Vorliegender Text –
= = = =

Landesgeschichtliches Informationssystem Hessen

Hessische Quellen zum Ersten Weltkrieg

↑ Johann Victor Bredt, Erinnerungen des Marburger Rechtsprofessors und Politikers, 1914-1921

Abschnitt 2: Ausmarsch mit der Truppe an die Westfront

[99-100]
Als ungedientes Mitglied des Automobilkorps wird B[redt] dem Generalkommando des XI. Armeekorps in Kassel unter dem Kommandierenden General Otto von Plüskow zugeteilt; mitten auf dem Vormarsch nach Westen wird das XI. Korps aus dem Verband der 3. Armee abgetrennt, um in den Osten verlegt zu werden. B[redt] überbringt am [S. 100] 5. August als „Briefbote für das Unglück der ganzen deutschen Feldarmee“ die Meldung Generaloberst von Hausen1.

= = = =

Arbeitsaufträge –
1. Beantworte die folgenden Fragen zum Auszug aus Bredts Erinnerungen.
(a) Welchem Generalkommando wird Bredt zugeteilt?
(b) Wohin soll das XI. Korps verlegt werden?
(c) An welchem Tag überbringt Bredt die Meldung?
2. Gib den Auszug aus Bredts Erinnerungen wörtlich wieder, beginnend mit „Landesgeschichtliches Informationssystem Hessen“ und fortlaufend bis einschließlich „Generaloberst von Hausen1.“.
3. Nenne alle Personen, die im Auszug aus Bredts Erinnerungen namentlich erwähnt werden.

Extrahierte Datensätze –
= = = =

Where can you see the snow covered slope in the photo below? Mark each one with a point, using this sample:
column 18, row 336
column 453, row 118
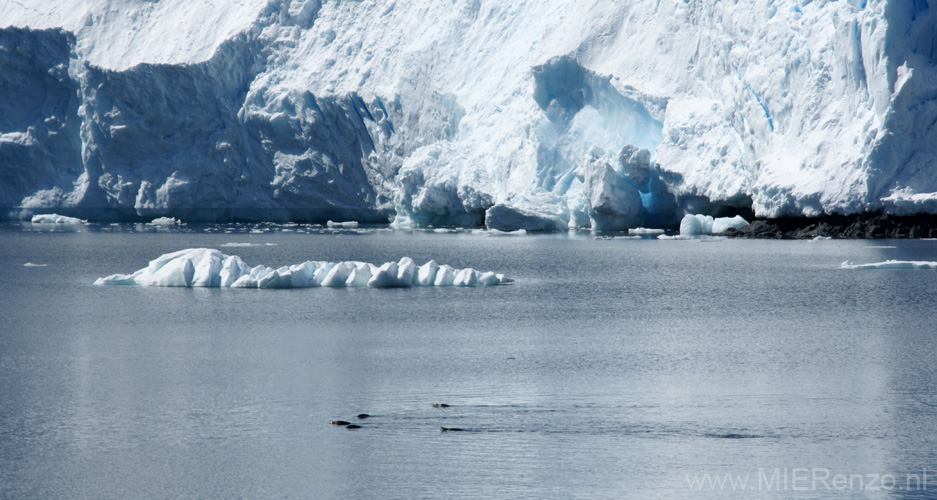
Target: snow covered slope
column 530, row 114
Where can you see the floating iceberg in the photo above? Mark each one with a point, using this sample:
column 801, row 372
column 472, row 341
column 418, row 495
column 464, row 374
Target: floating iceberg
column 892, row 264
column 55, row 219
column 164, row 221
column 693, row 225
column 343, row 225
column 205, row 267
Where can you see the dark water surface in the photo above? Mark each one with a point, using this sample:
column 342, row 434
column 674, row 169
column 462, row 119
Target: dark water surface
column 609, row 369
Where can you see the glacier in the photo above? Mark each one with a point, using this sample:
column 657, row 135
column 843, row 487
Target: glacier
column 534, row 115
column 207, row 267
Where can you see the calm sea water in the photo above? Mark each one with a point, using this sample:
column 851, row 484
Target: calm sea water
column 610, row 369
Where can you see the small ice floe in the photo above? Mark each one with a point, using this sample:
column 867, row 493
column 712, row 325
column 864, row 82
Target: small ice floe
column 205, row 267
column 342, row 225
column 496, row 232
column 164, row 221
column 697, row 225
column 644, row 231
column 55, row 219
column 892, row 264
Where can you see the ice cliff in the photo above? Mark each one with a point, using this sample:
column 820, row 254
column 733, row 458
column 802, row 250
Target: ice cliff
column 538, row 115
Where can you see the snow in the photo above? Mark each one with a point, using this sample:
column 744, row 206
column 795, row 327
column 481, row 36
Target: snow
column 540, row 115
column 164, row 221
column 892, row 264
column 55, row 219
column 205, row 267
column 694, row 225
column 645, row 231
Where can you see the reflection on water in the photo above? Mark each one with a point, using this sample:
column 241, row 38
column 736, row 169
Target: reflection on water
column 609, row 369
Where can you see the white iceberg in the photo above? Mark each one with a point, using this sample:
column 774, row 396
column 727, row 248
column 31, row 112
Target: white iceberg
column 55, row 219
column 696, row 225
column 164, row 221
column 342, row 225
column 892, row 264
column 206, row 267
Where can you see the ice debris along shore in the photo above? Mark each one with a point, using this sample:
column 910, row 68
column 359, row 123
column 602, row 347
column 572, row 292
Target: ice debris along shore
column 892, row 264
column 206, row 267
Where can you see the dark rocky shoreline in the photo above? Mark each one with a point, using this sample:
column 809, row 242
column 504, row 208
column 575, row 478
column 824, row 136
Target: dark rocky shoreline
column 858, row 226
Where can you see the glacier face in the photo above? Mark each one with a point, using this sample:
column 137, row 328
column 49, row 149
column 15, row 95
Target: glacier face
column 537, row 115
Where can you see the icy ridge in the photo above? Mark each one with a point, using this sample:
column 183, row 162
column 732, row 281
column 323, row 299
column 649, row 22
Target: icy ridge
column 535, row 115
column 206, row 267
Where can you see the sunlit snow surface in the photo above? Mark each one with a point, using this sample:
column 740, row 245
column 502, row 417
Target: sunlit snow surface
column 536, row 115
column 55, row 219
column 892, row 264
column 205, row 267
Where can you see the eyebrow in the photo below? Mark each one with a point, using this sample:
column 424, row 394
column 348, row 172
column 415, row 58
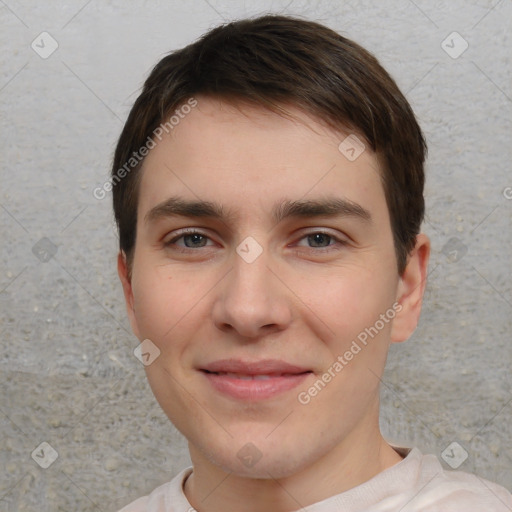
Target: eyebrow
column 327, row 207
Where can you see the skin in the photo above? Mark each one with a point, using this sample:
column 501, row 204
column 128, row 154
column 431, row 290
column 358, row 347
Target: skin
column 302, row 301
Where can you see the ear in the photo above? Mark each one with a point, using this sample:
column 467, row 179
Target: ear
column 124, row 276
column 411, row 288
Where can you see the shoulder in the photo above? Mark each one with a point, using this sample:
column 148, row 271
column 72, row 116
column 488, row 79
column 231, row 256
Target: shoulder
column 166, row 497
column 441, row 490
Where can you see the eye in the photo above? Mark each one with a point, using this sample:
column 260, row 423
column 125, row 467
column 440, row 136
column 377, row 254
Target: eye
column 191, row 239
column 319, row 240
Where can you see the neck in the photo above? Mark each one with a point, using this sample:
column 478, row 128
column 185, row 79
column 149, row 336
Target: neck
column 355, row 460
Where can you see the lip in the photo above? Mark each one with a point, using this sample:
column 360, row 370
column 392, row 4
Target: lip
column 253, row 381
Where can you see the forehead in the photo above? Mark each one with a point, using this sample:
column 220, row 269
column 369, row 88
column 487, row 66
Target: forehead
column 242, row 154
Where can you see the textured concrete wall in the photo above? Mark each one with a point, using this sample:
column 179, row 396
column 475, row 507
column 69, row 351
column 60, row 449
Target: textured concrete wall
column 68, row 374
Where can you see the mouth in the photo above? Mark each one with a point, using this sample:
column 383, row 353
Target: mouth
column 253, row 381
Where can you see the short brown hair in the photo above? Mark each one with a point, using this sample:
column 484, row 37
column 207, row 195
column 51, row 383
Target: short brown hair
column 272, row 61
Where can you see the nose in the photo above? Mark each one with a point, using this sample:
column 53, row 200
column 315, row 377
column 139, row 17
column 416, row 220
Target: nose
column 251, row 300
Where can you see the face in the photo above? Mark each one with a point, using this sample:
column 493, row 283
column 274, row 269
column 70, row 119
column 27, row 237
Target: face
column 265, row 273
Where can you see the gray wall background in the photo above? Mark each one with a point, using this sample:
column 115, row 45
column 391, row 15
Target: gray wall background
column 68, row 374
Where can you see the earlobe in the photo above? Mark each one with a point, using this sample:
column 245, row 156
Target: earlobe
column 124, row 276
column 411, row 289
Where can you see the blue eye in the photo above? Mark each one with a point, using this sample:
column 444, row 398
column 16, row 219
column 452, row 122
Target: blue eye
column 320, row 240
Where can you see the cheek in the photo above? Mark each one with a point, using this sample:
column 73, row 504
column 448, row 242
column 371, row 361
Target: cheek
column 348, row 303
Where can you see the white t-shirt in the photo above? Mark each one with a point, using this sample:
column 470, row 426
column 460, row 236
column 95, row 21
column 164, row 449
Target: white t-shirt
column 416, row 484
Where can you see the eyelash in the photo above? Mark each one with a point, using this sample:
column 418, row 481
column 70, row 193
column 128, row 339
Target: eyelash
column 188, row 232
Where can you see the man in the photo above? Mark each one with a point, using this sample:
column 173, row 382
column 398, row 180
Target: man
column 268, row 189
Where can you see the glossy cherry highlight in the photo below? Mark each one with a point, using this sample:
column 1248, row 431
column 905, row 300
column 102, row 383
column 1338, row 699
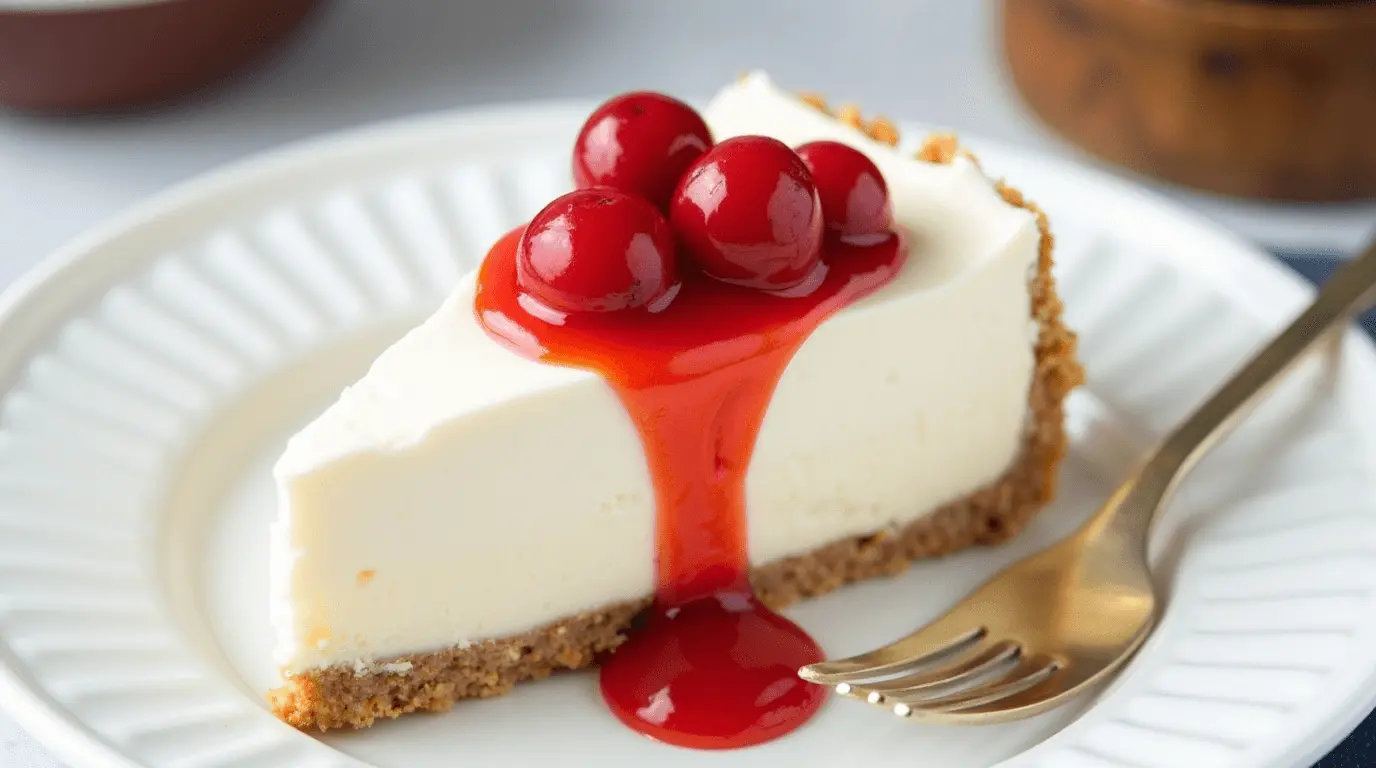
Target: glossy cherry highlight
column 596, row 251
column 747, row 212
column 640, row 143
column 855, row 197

= = = =

Lösungen zur Übung –
1.
(a) Dem Generalkommando des XI. Armeekorps in Kassel
(b) In den Osten
(c) Am 5. August

2.
Landesgeschichtliches Informationssystem Hessen

Hessische Quellen zum Ersten Weltkrieg

↑ Johann Victor Bredt, Erinnerungen des Marburger Rechtsprofessors und Politikers, 1914-1921

Abschnitt 2: Ausmarsch mit der Truppe an die Westfront

[99-100]
Als ungedientes Mitglied des Automobilkorps wird B[redt] dem Generalkommando des XI. Armeekorps in Kassel unter dem Kommandierenden General Otto von Plüskow zugeteilt; mitten auf dem Vormarsch nach Westen wird das XI. Korps aus dem Verband der 3. Armee abgetrennt, um in den Osten verlegt zu werden. B[redt] überbringt am [S. 100] 5. August als „Briefbote für das Unglück der ganzen deutschen Feldarmee“ die Meldung Generaloberst von Hausen1.

3.
Johann Victor Bredt
Otto von Plüskow
Generaloberst von Hausen